## Start Record excerpts
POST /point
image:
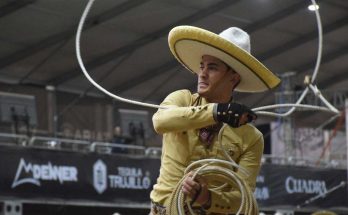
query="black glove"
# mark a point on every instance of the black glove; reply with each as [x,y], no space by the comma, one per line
[231,113]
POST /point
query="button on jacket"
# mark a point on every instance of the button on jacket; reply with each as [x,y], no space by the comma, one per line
[180,124]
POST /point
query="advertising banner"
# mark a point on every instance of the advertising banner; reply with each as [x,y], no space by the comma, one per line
[37,173]
[301,186]
[42,174]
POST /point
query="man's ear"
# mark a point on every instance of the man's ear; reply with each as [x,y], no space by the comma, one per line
[235,77]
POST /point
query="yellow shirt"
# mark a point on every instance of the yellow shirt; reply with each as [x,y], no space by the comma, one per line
[180,125]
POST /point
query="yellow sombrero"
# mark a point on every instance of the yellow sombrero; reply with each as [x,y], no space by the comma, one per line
[188,44]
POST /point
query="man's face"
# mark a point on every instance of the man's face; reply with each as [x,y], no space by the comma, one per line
[215,80]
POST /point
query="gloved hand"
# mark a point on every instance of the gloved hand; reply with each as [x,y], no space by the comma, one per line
[233,114]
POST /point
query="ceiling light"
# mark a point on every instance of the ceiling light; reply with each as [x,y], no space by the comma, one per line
[313,7]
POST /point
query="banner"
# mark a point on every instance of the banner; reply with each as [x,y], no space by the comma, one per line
[279,185]
[39,173]
[43,174]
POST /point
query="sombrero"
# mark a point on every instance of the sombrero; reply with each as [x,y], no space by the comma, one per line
[188,44]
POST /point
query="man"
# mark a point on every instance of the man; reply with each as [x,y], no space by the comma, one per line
[190,123]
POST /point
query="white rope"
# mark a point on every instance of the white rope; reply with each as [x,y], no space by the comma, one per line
[258,110]
[80,61]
## End Record excerpts
Write out the entries above verbatim; the pictures do not belong in your copy.

POST /point
image:
query="black glove"
# mark a point on every instance of the black glove; reply with each as [x,y], no space by the comma, one per line
[231,113]
POST /point
query="button on jacket"
# mark a point on every instance of the button on jacket; reply with each as [x,y], no space by the comma, one per line
[180,124]
POST /point
query="advertising banner"
# mark a point on every instance of the advertising banner; reply with each as [x,y], no space by the comma, one per line
[37,173]
[301,186]
[42,174]
POST /point
query="man's ear"
# mark a point on every instance of the man's ear; reply with each as [x,y], no space by the comma, one per line
[235,77]
POST /point
query="yellow shirt"
# mark a point on every instance of the yellow shirt; reply with each as [x,y], no space by the comma, one per line
[180,125]
POST /point
query="yellow sombrero"
# mark a point on every instance of the yellow sombrero; reply with each as [x,y], no space by the comma, one per line
[188,44]
POST /point
query="man's face"
# mark a point on every instance of the man's face; reply with each as [x,y], no space by the comma, one per line
[215,80]
POST /point
query="gloved hand"
# mark a point on every instance of the gloved hand; reply with each as [x,y], no space by the comma, one per line
[233,114]
POST /point
query="ceiling light"
# mark a point on every instance of the ceiling light; reply with each as [x,y], no space by the comma, one per line
[313,7]
POST /point
query="banner"
# mark a point on every instance of the banner; reply with each as [x,y], no space by the comma, one per line
[279,185]
[39,173]
[43,174]
POST /point
query="sombrero"
# mark a point on every instance of the sombrero; reply with each as [x,y], no space by the comma, one per line
[188,44]
POST /point
query="man"
# mark a point on every instance of the man; reply with each as [x,y], no space by the comma, one per line
[190,123]
POST /point
query="white rope"
# mark a point on every instance of the white rope; reply with each as [x,y], no space by the comma, one per line
[258,110]
[80,61]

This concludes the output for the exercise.